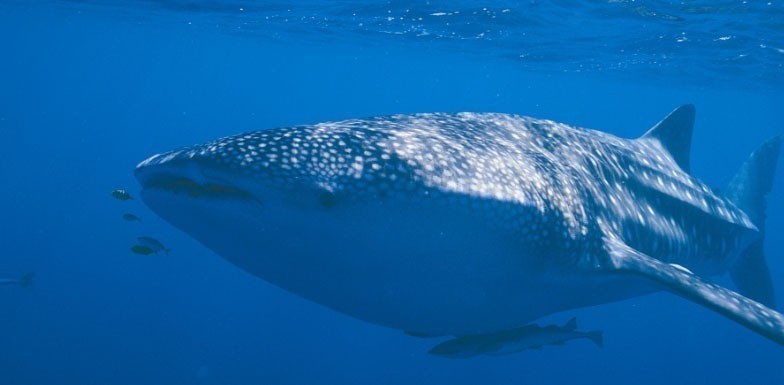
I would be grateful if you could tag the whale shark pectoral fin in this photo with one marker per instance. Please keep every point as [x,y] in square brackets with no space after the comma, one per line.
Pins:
[745,311]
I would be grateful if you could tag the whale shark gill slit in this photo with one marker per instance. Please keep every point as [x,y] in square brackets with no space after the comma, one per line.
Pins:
[183,185]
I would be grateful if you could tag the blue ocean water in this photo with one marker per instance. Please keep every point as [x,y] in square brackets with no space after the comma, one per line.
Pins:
[90,88]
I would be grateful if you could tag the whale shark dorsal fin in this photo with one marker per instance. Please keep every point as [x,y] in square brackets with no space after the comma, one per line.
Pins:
[674,134]
[745,311]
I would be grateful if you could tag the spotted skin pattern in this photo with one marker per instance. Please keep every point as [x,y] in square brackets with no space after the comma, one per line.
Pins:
[557,189]
[563,184]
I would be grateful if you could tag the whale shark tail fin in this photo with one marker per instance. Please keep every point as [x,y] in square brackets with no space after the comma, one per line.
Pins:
[26,280]
[748,190]
[674,134]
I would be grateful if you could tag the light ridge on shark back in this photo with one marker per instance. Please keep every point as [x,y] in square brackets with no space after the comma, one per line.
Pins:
[472,223]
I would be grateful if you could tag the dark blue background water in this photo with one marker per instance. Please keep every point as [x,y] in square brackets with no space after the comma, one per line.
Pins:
[87,91]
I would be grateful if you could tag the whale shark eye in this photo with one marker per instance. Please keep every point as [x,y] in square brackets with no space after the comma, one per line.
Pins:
[328,199]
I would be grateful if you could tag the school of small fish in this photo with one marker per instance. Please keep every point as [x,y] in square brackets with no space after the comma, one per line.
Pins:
[145,245]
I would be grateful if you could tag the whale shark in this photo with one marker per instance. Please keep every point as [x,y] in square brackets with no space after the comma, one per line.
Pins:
[466,224]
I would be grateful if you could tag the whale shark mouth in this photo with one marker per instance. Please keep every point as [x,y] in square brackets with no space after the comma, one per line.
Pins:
[183,185]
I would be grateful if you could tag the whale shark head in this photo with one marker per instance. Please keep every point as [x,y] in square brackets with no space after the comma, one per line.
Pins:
[355,218]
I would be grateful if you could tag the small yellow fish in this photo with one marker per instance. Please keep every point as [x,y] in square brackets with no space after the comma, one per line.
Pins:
[142,250]
[121,195]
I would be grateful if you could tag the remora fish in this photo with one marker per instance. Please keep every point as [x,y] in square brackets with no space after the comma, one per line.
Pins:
[121,195]
[24,281]
[153,244]
[513,341]
[473,223]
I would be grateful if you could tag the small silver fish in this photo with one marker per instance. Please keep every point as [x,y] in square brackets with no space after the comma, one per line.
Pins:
[154,244]
[142,250]
[121,195]
[513,341]
[24,281]
[131,218]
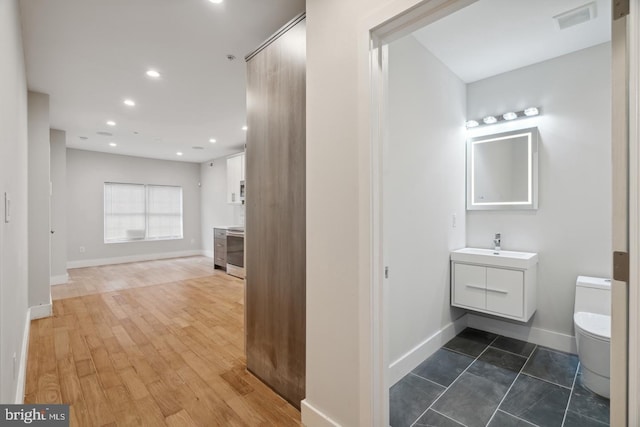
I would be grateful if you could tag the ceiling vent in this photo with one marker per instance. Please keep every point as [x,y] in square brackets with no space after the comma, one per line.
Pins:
[576,16]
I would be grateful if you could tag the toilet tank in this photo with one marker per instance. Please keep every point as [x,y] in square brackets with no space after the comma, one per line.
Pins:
[593,295]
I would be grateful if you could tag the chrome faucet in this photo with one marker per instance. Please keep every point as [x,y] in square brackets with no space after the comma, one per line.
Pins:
[496,244]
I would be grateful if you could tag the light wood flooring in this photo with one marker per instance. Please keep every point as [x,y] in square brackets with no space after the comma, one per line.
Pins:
[170,354]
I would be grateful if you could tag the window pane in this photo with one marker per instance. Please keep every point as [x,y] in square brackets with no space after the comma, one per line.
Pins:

_Exercise description_
Could you write out the part of the lines that opens with the one containing "I would be grateful if you could tag the small yellow" and closes with the last line, both ends included, with the requests kept, every x and y coordinate in the pins offset by 80, and the pictures left out?

_Task answer_
I would be grateful if you could tag the small yellow fish in this photo with one marker per instance. Please keep every point as [x,y] in square brackets with no space after the comma, one per line.
Pins:
[222,330]
[201,275]
I would be grateful if you could tag the remora fish in this photo with one marker per instance. Please keep every point as [x,y] in square brackets with no space after the comma, one per line.
Pins:
[201,275]
[104,361]
[233,324]
[593,421]
[553,303]
I would be grateful if you could tag the small silver fish in this photo with one marker per instance. Please keep every point as [x,y] in square brackets with no space after the comma, one per line.
Pins:
[234,324]
[222,330]
[201,275]
[593,421]
[104,361]
[211,298]
I would be grateful if you could tag the ceiling vent in this photo with one marker per instance. Please keep every point as [x,y] in square brackets with no space after the comma, one per line.
Pins:
[656,96]
I would be grateful if you could tag the toilet tank in this photo with one marker per instance. Please keep every point as [x,y] in square brackets with no space after the comma, one per line.
Pins:
[673,375]
I would be grateful if you could tag the chrome faucet in this photo with one marker per instance. Please keep every point as [x,y] in square brackets with no space after the comma, one per line.
Pins:
[576,324]
I would be grateful if you could tag the light wood flooring in this photo with one marker per instance. Please keep every point as [x,y] in square brackets with no space after the comma, one per line.
Pins:
[250,434]
I would be grateful if you could tag the window pane in this photo with one marker per instance. Please keep every point as [x,y] in square brackets with no space after the comma, one per line.
Pins:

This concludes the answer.